### SELECTED EXCERPT
++++++++
Pairs Well With: Aevig Corvid Kvarts


With the mercury rising and summer adventures right around the corner, you’re going to want an everyday watch that looks good, is easy to wear, and can take whatever you throw at it. Something you wouldn’t feel too bad about taking a few dings in the pool or on a night out. Enter the Corvid Kvarts, the first watch released by Aevig, a relatively new micro-band out of the Netherlands that we had the pleasure of introducing you to back in February. Coming in at less than $150, this little quartz-powered (hence, the name) beater–boasting a 6-year battery life and a water resistance of 100m–makes for a robust little package at a hard-to-beat price. (Others also seem to think so, with two of the three dial variants gone and only the green available for purchase.)


Visually, the Corvid is styled as something of a field/pilot watch hybrid, with a Bauhaus sensibility tying the whole thing together. It’s clear the watch was created with a designer’s eye; nothing feels extraneous, and the new elements (offset “destro” crown, dotted zeroes, and exaggerated pilot hands) introduced to the generally formulaic “military field-watch” aesthetic feel fresh. And most importantly, the watch is legible at a glance.

So what does one pair with the Corvid for some fun in the sun this summer? Let’s check it out.


2. Warby Parker Sunglasses

If you wear glasses and have never heard of Warby Parker, then today is your lucky day. Founded in 2010, Warby Parker set out to disrupt an industry that was all to eager to sell exorbitantly priced glasses to uninformed consumers. Warby Parker’s counter offer? To produce and sell well-made, stylish (designed in-house), and affordable frames and lenses for $95 shipped to your door.  Though they have a few showrooms across the country, the majority of their business goes through their e-store. Customer service is a big deal to the brand, and to simplify the process of buying glasses online, Warby Parker offers a free at-home try-on program so that you can find your perfect pair. They also have a no-questions-asked return policy, and they donate a pair of glasses to those in need for every pair purchased. It’s not always about the bottom-line.


They’ve since expanded into sunglasses, which go for $145 shipped with the option of getting prescription lenses. For my money, I prefer the look of their more classic frames like the Griffin or Winston.  Whatever your preference, I suggest trying some lighter-colored frames this summer. I especially like their blonde and woodgrain tortoise options, and when paired with blue lenses (available with some of their frames) they offer a cool throwback to the legendary shades worn by the king of cool himself, Steve McQueen, in the Thomas Crown Affair.

3. Indigo Chambray Shirt – J.Crew

Despite its French origins, chambray–and the chambray shirt in particular–is as American as apple pie. A long-time workwear staple (we get the phrase “blue-collar worker” from the chambray shirts favored and worn by American factory workers), chambray today has been seamlessly incorporated into modern wardrobes, re-envisioned for both work and play.
++++++++
### WRITTEN TASK A
In the article pairing summer items with the Aevig watch, which dial variant of the Corvid Kvarts is still available for purchase?

[Dataset rows]
++++++++
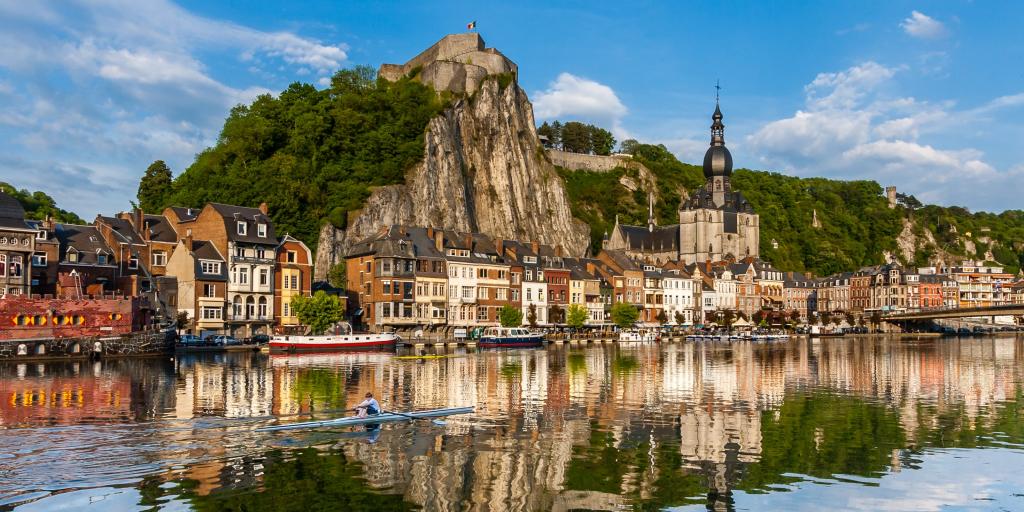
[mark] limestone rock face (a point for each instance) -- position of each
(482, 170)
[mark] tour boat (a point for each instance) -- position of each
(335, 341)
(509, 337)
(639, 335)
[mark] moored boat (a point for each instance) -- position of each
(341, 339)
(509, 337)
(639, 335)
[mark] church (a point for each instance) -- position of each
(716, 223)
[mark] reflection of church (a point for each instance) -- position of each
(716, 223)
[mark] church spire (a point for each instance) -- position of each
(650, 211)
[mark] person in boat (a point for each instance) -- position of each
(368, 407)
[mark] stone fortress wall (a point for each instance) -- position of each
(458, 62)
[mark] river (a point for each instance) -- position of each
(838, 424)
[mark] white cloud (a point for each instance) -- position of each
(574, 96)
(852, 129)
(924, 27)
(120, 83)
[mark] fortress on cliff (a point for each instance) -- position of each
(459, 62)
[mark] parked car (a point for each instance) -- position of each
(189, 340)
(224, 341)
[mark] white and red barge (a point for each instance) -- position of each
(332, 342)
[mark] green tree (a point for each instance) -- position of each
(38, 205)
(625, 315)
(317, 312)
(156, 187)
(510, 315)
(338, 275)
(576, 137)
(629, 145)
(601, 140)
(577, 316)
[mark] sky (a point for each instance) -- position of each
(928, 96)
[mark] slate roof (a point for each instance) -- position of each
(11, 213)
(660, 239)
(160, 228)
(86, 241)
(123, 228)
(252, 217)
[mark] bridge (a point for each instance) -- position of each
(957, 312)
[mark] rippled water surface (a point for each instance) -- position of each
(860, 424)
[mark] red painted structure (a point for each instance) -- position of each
++++++++
### WRITTEN TASK B
Pick out every line in the records that contains the word "fortress". Case counts.

### TASK SOLUTION A
Only the green dial variant is still available.

### TASK SOLUTION B
[mark] stone fortress wall (a point for each instance) -- position of each
[mark] fortress on cliff (a point for each instance) -- position of each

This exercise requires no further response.